### YOUR GOAL:
Extract all of the material below and reproduce every line of it unchanged.

## Start

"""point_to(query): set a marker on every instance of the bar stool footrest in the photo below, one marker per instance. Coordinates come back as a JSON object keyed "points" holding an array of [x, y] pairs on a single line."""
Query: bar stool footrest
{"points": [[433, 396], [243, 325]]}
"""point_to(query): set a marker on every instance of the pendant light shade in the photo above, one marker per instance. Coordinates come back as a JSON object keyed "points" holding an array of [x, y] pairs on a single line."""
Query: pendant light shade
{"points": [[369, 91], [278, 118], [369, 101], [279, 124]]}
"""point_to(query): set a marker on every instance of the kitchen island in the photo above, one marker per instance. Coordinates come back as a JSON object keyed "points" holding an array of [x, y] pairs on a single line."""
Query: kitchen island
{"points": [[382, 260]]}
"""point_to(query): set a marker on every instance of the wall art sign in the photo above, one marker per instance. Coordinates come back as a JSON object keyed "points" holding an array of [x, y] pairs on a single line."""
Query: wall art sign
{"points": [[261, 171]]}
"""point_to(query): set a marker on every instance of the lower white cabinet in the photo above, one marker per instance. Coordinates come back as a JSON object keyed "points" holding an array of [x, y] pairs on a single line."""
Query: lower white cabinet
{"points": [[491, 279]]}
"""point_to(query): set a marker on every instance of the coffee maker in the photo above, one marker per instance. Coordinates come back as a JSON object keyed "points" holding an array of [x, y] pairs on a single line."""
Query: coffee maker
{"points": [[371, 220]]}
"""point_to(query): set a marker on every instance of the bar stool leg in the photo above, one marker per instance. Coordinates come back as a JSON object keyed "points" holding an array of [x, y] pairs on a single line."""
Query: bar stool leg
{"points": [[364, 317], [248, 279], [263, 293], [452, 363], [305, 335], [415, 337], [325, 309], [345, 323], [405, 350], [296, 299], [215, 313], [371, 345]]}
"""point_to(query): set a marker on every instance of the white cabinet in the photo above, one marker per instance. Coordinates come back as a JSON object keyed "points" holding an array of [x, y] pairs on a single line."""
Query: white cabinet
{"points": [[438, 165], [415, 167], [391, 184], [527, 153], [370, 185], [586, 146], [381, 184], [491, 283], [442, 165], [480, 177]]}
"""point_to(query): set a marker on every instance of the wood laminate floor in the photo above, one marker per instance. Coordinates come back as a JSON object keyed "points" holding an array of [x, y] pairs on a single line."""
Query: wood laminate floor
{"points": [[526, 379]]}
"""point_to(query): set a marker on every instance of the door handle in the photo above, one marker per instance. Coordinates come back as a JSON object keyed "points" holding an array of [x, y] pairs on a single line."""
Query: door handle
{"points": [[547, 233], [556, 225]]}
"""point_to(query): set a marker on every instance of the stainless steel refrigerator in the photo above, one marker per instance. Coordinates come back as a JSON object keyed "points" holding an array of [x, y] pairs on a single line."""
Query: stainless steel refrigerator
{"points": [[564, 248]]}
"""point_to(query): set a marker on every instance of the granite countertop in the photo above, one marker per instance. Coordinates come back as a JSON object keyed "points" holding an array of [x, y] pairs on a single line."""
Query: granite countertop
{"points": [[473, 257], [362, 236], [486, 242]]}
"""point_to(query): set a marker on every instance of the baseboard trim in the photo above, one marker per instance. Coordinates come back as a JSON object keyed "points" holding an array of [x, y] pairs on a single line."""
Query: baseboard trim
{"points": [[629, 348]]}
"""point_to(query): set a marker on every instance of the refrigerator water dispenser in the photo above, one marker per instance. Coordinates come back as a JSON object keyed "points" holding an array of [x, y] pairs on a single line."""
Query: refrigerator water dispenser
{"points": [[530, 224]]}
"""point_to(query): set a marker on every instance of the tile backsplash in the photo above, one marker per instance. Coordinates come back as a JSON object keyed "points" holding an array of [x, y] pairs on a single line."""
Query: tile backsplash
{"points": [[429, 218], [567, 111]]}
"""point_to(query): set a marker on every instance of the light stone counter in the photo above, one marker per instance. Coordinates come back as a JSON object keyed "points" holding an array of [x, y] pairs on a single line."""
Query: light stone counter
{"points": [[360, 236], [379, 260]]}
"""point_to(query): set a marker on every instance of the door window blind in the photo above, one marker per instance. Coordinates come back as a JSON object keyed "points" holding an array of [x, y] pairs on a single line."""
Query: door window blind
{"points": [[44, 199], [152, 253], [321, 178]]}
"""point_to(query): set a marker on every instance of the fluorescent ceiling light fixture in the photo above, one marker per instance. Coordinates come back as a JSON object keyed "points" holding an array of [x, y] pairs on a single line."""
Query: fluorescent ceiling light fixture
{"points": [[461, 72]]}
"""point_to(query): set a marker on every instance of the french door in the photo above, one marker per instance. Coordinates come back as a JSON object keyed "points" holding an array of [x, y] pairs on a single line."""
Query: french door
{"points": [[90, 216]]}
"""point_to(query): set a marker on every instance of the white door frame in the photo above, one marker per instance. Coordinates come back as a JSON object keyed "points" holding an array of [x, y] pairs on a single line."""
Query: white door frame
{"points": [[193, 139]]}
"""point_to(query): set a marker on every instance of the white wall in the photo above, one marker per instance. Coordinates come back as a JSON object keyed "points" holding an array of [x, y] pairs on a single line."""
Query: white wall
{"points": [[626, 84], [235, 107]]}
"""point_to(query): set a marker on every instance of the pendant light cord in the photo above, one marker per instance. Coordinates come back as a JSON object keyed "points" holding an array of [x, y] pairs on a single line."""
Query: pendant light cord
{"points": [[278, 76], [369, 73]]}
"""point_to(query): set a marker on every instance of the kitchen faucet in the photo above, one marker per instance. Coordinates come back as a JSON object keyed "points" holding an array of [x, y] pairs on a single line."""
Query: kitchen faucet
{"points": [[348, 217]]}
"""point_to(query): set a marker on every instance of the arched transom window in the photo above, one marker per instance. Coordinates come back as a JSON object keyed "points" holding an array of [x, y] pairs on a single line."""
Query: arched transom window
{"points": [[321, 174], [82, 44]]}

## End

### ANSWER TO THIS PROBLEM:
"""point_to(query): set a marker on every instance of the bar stool footrest in the photo below, one marker per instance. Coordinates come back as a JSON object keyed "points" holding an array of [x, y] pairs on a single line."""
Query: bar stool footrest
{"points": [[433, 396], [243, 325]]}
"""point_to(query): set a marker on every instance of the pendant light shade in the photo above, one marker per instance. Coordinates come back as a JSON object keyed "points" holding an array of [x, y] pairs on a single line."""
Query: pendant light shade
{"points": [[369, 91], [278, 118], [369, 101], [279, 124]]}
"""point_to(query): set a marker on every instance of the kitchen island in the photo above, one marker per instance. Coordinates come back as a JSON object keyed "points" holding an array of [x, y] pairs on a single line."""
Query: kitchen island
{"points": [[382, 260]]}
"""point_to(query): set a marker on every instance of the wall art sign in the photo above, one marker per instance. Coordinates come back as a JSON object keyed "points" holding an array of [x, y] pairs on a single line."""
Query: wall art sign
{"points": [[261, 171]]}
"""point_to(query): set a marker on every instance of the lower white cabinet in the photo above, one marker per instance. Coordinates come back as a JSON object keyed "points" holding an array of [x, y] pairs on a single line."""
Query: lower white cabinet
{"points": [[491, 279]]}
"""point_to(query): set a marker on every instance of the coffee maker in the photo above, one marker per instance. Coordinates come back as a JSON object keyed "points" holding an array of [x, y] pairs on a single line."""
Query: coffee maker
{"points": [[371, 220]]}
"""point_to(query): set a marker on every instance of the bar stool leg in the photo above, one marker per instance. Coordinates come back as a JSON object keyed "points" holding an array of [x, y] pairs on a single line."""
Query: bar stool leg
{"points": [[364, 317], [248, 279], [263, 293], [452, 363], [305, 335], [415, 337], [325, 309], [345, 323], [405, 350], [296, 299], [215, 313], [371, 345]]}
"""point_to(query): set a marker on every instance of the white cabinet in the photo above, one marker per instance. Coordinates come back as a JSON object keyed "points" holding an array of [x, y] pairs on a single line."""
Query: white cabinet
{"points": [[438, 165], [415, 167], [391, 184], [527, 153], [370, 185], [586, 146], [381, 184], [491, 283], [442, 165], [480, 177]]}
"""point_to(query): set a marker on every instance of the wood laminate floor in the photo above, one marker per instance. Coordinates come back as a JSON object keyed "points" holding an array of [x, y] pairs on a single line."""
Query: wood laminate floor
{"points": [[526, 379]]}
"""point_to(query): set a marker on every instance of the door handle in the photo above, one marker per instance. Coordinates come back as a JSON object keyed "points" holding an array of [x, y] pairs on a single line."""
Query: door handle
{"points": [[547, 233], [556, 225]]}
"""point_to(query): set a marker on every instance of the stainless steel refrigerator in the photo above, one marker per instance. Coordinates come back as a JSON object keyed "points" holding an array of [x, y] pairs on a single line."""
Query: stainless steel refrigerator
{"points": [[564, 248]]}
"""point_to(query): set a marker on every instance of the granite countertop in the photo above, one marker per instance. Coordinates come back as a JSON object keyed "points" holding an array of [x, y] pairs on a single line."""
Query: granite countertop
{"points": [[473, 257], [362, 236], [486, 242]]}
"""point_to(query): set a marker on every instance of the baseboard trim in the photo above, one marker per instance. Coordinates come back as a JSON object keyed "points" holding an array of [x, y] pairs on a single line."""
Query: baseboard trim
{"points": [[629, 348]]}
"""point_to(query): set a marker on every instance of the refrigerator water dispenser in the photo above, one marker per instance. Coordinates come back as a JSON object keyed "points" holding an array of [x, y] pairs on a single line."""
Query: refrigerator water dispenser
{"points": [[530, 224]]}
"""point_to(query): set a marker on every instance of the tile backsplash in the photo above, one marker per instance. Coordinates come back as a JSON object keyed "points" holding an array of [x, y] pairs on a single line."""
Query: tile backsplash
{"points": [[429, 218], [567, 111]]}
"""point_to(query): set a marker on every instance of the light stone counter in the photo above, one marker per instance. Coordinates come back as a JSON object keyed "points" holding an array of [x, y] pairs on a single line."""
Query: light stone counter
{"points": [[360, 236], [379, 260]]}
"""point_to(query): set a marker on every instance of the door window blind in the photo above, one marker per instance. Coordinates come back as a JSON object keyed "points" holding an array of [x, y] pairs on a single line."""
Query: door window blind
{"points": [[44, 199], [152, 253], [321, 178]]}
"""point_to(query): set a marker on every instance of the fluorescent ceiling light fixture in the photo above, one marker per instance. Coordinates come back as a JSON object keyed "points" holding an array of [x, y] pairs on a single line."""
Query: fluorescent ceiling light fixture
{"points": [[461, 72]]}
"""point_to(query): set a marker on every instance of the french door in the photo above, one marker per instance. Coordinates come back as a JSON object keyed "points" holding an array of [x, y] pairs on a single line."""
Query: french door
{"points": [[90, 216]]}
"""point_to(query): set a marker on every instance of the white door frame in the photo above, one marker per instance. Coordinates come back as a JSON object keyed "points" holding an array of [x, y] pairs on a single line."""
Query: white door frame
{"points": [[193, 139]]}
"""point_to(query): set a marker on every instance of the white wall in the photo above, one marker per instance. Coordinates come back as a JSON object keyed "points" holding an array of [x, y] pairs on a single line."""
Query: white wall
{"points": [[626, 84], [235, 107]]}
"""point_to(query): set a marker on every instance of the pendant light cord in the photo above, one marker per instance. Coordinates come back as a JSON object keyed "points" holding an array of [x, y] pairs on a single line."""
Query: pendant light cord
{"points": [[278, 76], [369, 73]]}
"""point_to(query): set a marker on every instance of the kitchen faucet in the photo above, one marker per instance. Coordinates come back as a JSON object keyed "points" holding an array of [x, y] pairs on a single line."""
Query: kitchen faucet
{"points": [[348, 217]]}
"""point_to(query): set a marker on every instance of the arched transom window in the photo above, one marker per instance. Coordinates come back as a JSON object keyed "points" holding an array of [x, y] pairs on a single line."""
Query: arched transom window
{"points": [[321, 174], [82, 44]]}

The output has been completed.